# ERROR 0FL01 (adapter 0 not found)



## frank2004 (Jan 15, 2006)

Something get wrong when i flashed my X800GT AIW (PCI-e)
now i get an error when i tried to reflash my card.( stil have the original bios)
Adapter 0 not found :
ERROR 0FL01

I boot up my pc with an old pci card but cant find my ATI card.
I searched the web , but cant find any solution.
i tried everything and are desperate.
Can someone help me please ?


----------



## peta01 (Jan 16, 2006)

Can you boot with the Ati card or you have to insert the pci card to be able to boot?


----------



## frank2004 (Jan 17, 2006)

I can boot with the extra pci-card.
But it is not possible to flash my X800 again.
I thinks that i killed it.


----------



## peta01 (Jan 17, 2006)

What command do you use for flashing? Because adapter 0 is now pci card, you have to flash adapter 1.


----------



## frank2004 (Jan 18, 2006)

I tried to flash the card with adapter 1.
Now i will bring it bach to the store. 
Mayby i have still waranty because its realy dead.


----------



## peta01 (Jan 18, 2006)

Good luck with RMA, I have a dead X800 and I want to try to get new too.


----------



## agent_paul (May 26, 2006)

*same situation*

Hiya guys, sorry to bring up this old thread, but im in the same situation as frank. ive recently bought a x1900xtx that apparently has been flashed wrong and will not boot up. but after booting up into dos from a pci card to flash it, the atiflash tool reports the same error: "error 0FL01 adaptor not found".

after typing atiflash -i. i get the message adaptor not found.

so is there a way to repair the card or have i got a really expensive paper weight now?

any advice would be appreciated

thanks


----------



## MIP_1983 (May 26, 2006)

Well, I don't know, but I guess you'd need to specify the adapter with 

-p

and possibly use

-f

to force the flash without any checking.


----------



## agent_paul (May 26, 2006)

hiya MIP, the exact command i used was atiflash -p 0 -f newbios.bin, so am i right using -p 0 or should i be using -p 1 since im currently using a PCI card?

regards


----------



## MIP_1983 (May 26, 2006)

agent_paul said:
			
		

> hiya MIP, the exact command i used was atiflash -p 0 -f newbios.bin, so am i right using -p 0 or should i be using -p 1 since im currently using a PCI card?
> 
> regards



Once again, I'm afraid I'm not sure. However, in my motherboard bios I've got an option for where to look for the graphics card first, the options being PCI, and PCIe x16 (on my old board, it was PCI or AGP).

If you have a similar option and have PCI selected, I guess it would make your PCI video card 0, and your pcie 1. That would make the most logical sense to me.

Supplied material:
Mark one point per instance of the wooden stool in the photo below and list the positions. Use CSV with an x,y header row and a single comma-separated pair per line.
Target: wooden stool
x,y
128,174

Tasks for this exercise:
• A. Do these statements agree with the thread on error 0FL01? (i) frank2004 was able to boot the computer using the extra PCI card. (ii) agent_paul's card was an X800GT. (iii) MIP_1983 said the -f option forces the flash without any checking. Answer yes or no for each, and quote the deciding words from the thread.
• B. Resume the thread on error 0FL01, starting right after its last post.
The listing stands apart from the thread on error 0FL01.

Answers:
• A.
(i) Yes: "I can boot with the extra pci-card."
(ii) No: "ive recently bought a x1900xtx that apparently has been flashed wrong"
(iii) Yes: "to force the flash without any checking."

• B.
Alternativly, if it still boots (be it with a blank screen) and posts and everything without the PCI card in, you could simply memorise the commands to type and do it blind.


----------



## agent_paul (May 26, 2006)

Thanks for the reply MIP, yup i was going to try the blind flash thing tonight. thanks for the suggestion. i am abit worried about the atiflash -i not reporting any ati cards tho.

regards


----------



## agent_paul (May 27, 2006)

Has anyone else got any suggestions? ive tried booting it up and flashing the card blind but that doesnt work, and i've tried flashing the card using the command: atiflash -p 1 -f newbios.bin

i would be thankfull for any suggestions

regards


----------



## dolf (May 27, 2006)

Guys try the following command line:
atiflash -f -p -newbios biosname.bin


----------



## agent_paul (May 27, 2006)

Hi dolf, thanks for the suggestion, ill give it a go as soon as i can.

regards


----------



## agent_paul (May 28, 2006)

dolf, ive tried the command u suggested but it doesnt work. it seems to be an invalid command. im starting to think this card ive got hasnt been badly flashed but has been fried.

regards


----------



## dolf (May 28, 2006)

agent_paul said:
			
		

> dolf, ive tried the command u suggested but it doesnt work. it seems to be an invalid command. im starting to think this card ive got hasnt been badly flashed but has been fried.
> 
> regards


I forgot something (to include the adaptor number!!!): atiflash -f -p -newbios 0 (zero) biosname.bin


----------



## agent_paul (May 28, 2006)

thanks dolf, the command does work this time round but i get the same error as before: "adaptor not found error 0fl01 press 1 to continue". do you think that if the card was fried then the exact same error messages will show?

regards


----------



## agent_paul (May 30, 2006)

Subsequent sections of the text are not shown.